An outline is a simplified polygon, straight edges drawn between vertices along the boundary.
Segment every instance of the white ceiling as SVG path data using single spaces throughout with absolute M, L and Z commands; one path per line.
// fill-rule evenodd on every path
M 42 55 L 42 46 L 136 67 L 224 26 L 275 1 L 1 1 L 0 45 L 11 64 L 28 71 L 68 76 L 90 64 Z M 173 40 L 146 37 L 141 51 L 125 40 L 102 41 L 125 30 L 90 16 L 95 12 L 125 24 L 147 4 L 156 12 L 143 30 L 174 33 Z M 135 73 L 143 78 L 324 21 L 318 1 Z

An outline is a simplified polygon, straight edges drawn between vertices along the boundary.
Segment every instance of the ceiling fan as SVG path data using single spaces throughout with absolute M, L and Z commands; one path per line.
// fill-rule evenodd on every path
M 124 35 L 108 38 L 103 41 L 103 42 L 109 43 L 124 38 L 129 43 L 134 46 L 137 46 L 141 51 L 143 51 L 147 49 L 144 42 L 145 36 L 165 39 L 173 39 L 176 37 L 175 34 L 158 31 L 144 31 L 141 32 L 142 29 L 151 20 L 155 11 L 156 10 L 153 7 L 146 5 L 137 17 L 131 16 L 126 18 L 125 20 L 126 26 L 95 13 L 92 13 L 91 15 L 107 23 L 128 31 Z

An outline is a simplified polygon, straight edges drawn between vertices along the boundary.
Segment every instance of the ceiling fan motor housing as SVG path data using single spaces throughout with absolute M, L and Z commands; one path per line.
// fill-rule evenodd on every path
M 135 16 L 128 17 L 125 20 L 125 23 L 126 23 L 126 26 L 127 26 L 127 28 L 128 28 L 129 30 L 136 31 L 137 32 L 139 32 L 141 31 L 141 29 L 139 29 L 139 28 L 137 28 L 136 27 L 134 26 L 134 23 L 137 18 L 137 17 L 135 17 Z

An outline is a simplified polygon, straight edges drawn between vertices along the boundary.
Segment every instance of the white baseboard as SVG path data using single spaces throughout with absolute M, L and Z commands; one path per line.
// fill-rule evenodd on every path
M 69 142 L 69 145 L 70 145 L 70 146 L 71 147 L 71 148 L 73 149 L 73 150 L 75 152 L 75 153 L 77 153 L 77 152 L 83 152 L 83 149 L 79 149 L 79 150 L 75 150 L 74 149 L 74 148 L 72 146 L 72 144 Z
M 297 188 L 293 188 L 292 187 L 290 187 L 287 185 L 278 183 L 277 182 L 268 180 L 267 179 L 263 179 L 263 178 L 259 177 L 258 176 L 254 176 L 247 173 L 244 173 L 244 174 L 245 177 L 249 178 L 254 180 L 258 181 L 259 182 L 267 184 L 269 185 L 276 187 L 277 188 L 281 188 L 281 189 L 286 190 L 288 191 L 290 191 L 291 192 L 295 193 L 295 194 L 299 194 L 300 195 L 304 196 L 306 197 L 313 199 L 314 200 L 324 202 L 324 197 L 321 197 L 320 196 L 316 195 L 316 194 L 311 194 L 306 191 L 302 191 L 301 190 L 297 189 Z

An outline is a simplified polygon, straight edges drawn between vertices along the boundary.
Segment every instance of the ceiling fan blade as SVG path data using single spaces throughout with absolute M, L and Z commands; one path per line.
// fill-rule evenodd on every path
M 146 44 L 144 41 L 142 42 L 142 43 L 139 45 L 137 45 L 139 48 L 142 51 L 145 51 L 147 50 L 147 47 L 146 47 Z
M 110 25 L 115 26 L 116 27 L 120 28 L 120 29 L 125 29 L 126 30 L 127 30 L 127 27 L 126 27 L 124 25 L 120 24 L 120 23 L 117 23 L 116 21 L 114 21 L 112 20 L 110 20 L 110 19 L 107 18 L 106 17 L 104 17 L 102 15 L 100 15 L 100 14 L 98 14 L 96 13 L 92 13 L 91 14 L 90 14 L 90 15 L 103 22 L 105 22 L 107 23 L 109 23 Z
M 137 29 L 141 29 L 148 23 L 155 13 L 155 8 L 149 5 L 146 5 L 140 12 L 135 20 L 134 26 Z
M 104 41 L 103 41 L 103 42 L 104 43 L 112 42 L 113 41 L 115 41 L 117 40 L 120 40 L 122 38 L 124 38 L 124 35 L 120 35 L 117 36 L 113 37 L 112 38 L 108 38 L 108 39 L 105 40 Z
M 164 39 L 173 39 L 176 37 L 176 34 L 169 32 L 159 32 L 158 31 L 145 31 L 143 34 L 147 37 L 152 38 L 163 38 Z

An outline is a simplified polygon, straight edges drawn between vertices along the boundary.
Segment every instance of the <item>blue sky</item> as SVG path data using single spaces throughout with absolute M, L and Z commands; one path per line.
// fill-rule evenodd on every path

-- -- --

**TASK BRIEF**:
Copy the material above, putting "overhead fan" wherever "ceiling fan" appears and leaving everything else the same.

**COMPLETE ANSWER**:
An outline is a simplified polygon, straight edges drawn between vertices along the boundary.
Segment every instance of the white ceiling as SVG path data using single spaces throughout with absolute M, L and Z commands; one path per line.
// fill-rule evenodd on every path
M 42 55 L 42 46 L 136 67 L 224 26 L 275 1 L 1 1 L 0 45 L 11 64 L 28 71 L 68 76 L 90 64 Z M 173 40 L 146 37 L 141 51 L 125 40 L 102 41 L 125 30 L 90 16 L 95 12 L 125 24 L 147 4 L 156 12 L 143 30 L 174 33 Z M 135 73 L 143 78 L 324 21 L 318 1 Z

An outline is a simplified polygon, straight edges drawn between vertices along the boundary.
Segment every instance of the overhead fan as SVG path data using single spaces throughout with absolute M, L and Z commands; one path per line.
// fill-rule evenodd on every path
M 124 35 L 108 38 L 103 41 L 103 42 L 109 43 L 124 38 L 129 43 L 134 46 L 137 46 L 141 51 L 143 51 L 147 49 L 144 42 L 145 36 L 165 39 L 173 39 L 176 37 L 175 34 L 158 31 L 144 31 L 141 32 L 142 29 L 151 20 L 155 11 L 156 10 L 153 7 L 146 5 L 137 17 L 131 16 L 126 18 L 125 20 L 126 26 L 95 13 L 92 13 L 91 15 L 107 23 L 128 31 Z

An outline is a simplified polygon, straight edges drawn between vertices along the boundary.
Segment every instance of the overhead fan motor housing as SVG path data using single spaces throughout with absolute M, L and Z commands; one path per line.
// fill-rule evenodd on every path
M 135 16 L 128 17 L 125 20 L 125 23 L 126 23 L 126 26 L 127 26 L 127 28 L 128 28 L 129 30 L 136 31 L 137 32 L 139 32 L 141 31 L 141 29 L 139 29 L 139 28 L 137 28 L 136 27 L 134 26 L 134 23 L 137 18 L 137 17 L 135 17 Z

An outline is a simplified polygon, straight edges drawn between vertices along the boundary.
Segment every instance of the white baseboard as SVG path data using single spaces throughout with absolute M, L and Z commands; one path per line.
// fill-rule evenodd on every path
M 69 142 L 69 145 L 70 145 L 70 146 L 71 147 L 71 148 L 73 149 L 73 150 L 75 152 L 75 153 L 77 153 L 77 152 L 83 152 L 83 149 L 79 149 L 79 150 L 75 150 L 74 149 L 74 148 L 72 146 L 72 144 Z
M 297 188 L 293 188 L 292 187 L 290 187 L 287 185 L 278 183 L 277 182 L 268 180 L 267 179 L 263 179 L 263 178 L 259 177 L 258 176 L 254 176 L 247 173 L 244 173 L 244 174 L 245 177 L 249 178 L 254 180 L 258 181 L 259 182 L 267 184 L 269 185 L 276 187 L 277 188 L 281 188 L 281 189 L 286 190 L 288 191 L 290 191 L 291 192 L 295 193 L 295 194 L 299 194 L 300 195 L 304 196 L 306 197 L 313 199 L 314 200 L 324 202 L 324 197 L 321 197 L 320 196 L 316 195 L 316 194 L 311 194 L 306 191 L 302 191 L 301 190 L 297 189 Z

An outline is a simplified polygon, straight edges drawn between vertices along the boundary.
Segment every instance of the overhead fan blade as SVG path data using single spaces throughout with absolute M, L and Z commands; one path per line.
// fill-rule evenodd on every path
M 146 44 L 144 41 L 142 42 L 142 43 L 139 45 L 137 45 L 139 48 L 142 51 L 145 51 L 147 50 L 147 47 L 146 47 Z
M 110 25 L 115 26 L 116 27 L 120 28 L 120 29 L 125 29 L 126 30 L 127 30 L 127 27 L 126 27 L 124 25 L 120 24 L 120 23 L 117 23 L 116 21 L 114 21 L 112 20 L 110 20 L 110 19 L 107 18 L 106 17 L 104 17 L 102 15 L 100 15 L 100 14 L 98 14 L 96 13 L 92 13 L 91 14 L 90 14 L 90 15 L 103 22 L 105 22 L 107 23 L 109 23 Z
M 137 29 L 141 29 L 148 23 L 155 13 L 155 8 L 149 5 L 146 5 L 140 12 L 135 20 L 134 26 Z
M 104 41 L 103 41 L 103 42 L 104 43 L 112 42 L 113 41 L 115 41 L 117 40 L 120 40 L 122 38 L 124 38 L 124 35 L 120 35 L 117 36 L 113 37 L 112 38 L 108 38 L 108 39 L 105 40 Z
M 164 39 L 173 39 L 176 37 L 176 34 L 169 32 L 159 32 L 158 31 L 145 31 L 143 34 L 147 37 L 152 38 L 163 38 Z

An outline is a simplified polygon, straight edges drawn between vertices along the boundary.
Segment every instance of the <item>blue sky</item> as SVG path data using single spaces throughout with absolute M, L and Z commands; one path per line.
// fill-rule evenodd on every path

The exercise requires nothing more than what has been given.